__Task__.
Swap "lone space" for "single space" wherever it appears in the lines, and keep everything else unchanged.

Entries from a point annotation set

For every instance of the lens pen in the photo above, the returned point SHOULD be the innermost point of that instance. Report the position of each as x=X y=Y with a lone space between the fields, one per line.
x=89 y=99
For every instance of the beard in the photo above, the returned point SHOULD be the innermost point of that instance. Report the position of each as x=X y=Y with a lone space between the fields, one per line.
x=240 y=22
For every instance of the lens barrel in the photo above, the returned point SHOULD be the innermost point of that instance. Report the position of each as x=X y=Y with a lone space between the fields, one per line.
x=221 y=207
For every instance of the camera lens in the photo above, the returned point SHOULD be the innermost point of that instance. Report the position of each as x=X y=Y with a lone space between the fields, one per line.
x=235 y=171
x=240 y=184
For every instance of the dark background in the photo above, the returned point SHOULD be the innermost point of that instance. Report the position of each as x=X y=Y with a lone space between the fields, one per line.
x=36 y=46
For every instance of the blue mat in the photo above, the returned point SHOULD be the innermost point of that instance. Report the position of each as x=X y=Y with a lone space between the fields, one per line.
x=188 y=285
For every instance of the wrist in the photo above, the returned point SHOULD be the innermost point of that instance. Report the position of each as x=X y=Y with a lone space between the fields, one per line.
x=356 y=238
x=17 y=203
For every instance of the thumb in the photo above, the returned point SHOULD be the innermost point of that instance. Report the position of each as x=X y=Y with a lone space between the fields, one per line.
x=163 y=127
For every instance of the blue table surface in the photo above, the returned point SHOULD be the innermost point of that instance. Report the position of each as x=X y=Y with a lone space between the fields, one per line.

__Problem solution__.
For every instance of the lens pen in the photo above, the returned point SHOULD be the innermost point of that instance. Report the position of each as x=X y=Y with a single space between the fields, one per line.
x=89 y=99
For every instance of the beard in the photo above, the returned point SHOULD be the innermost point of that instance. Report the position of each as x=X y=Y with a single space between the fields, one per line.
x=240 y=22
For every instance of the lens barrel in the photo above, the returned point SHOULD be the innermost point of that instance. Report the position of each as x=X y=Y with a single space between the fields, one per line.
x=221 y=207
For every instance of the camera lens in the photo above, the returned point SHOULD be the innermost point of that instance. Report the position of each as x=X y=Y with a single space between the fields, one per line.
x=235 y=171
x=240 y=184
For every instance of the dark background in the photo above, the returned point SHOULD be the innermost point of that instance. Report the position of each as x=X y=Y with a single space between the fields, one per line.
x=36 y=46
For every instance of the blue mat in the photo above, the returned point SHOULD be the innermost point of that instance. Report the position of each as x=X y=Y with a single space between the fields, one per line.
x=188 y=285
For every instance of the wrist in the photo above, the returned point SHOULD be the innermost point of that instance. Report the position of each as x=X y=Y with a single space between the fields, one per line.
x=356 y=238
x=17 y=203
For every instance of the thumb in the photo above, the returned point SHOULD be the innermost point of that instance. Report the position of each as x=X y=Y with a single space between the fields, one per line.
x=163 y=127
For every instance of the blue table surface in the photo above, the returned point SHOULD be the innermost point of that instance. Report the position of each as x=X y=Y with a single space between the fields, one per line.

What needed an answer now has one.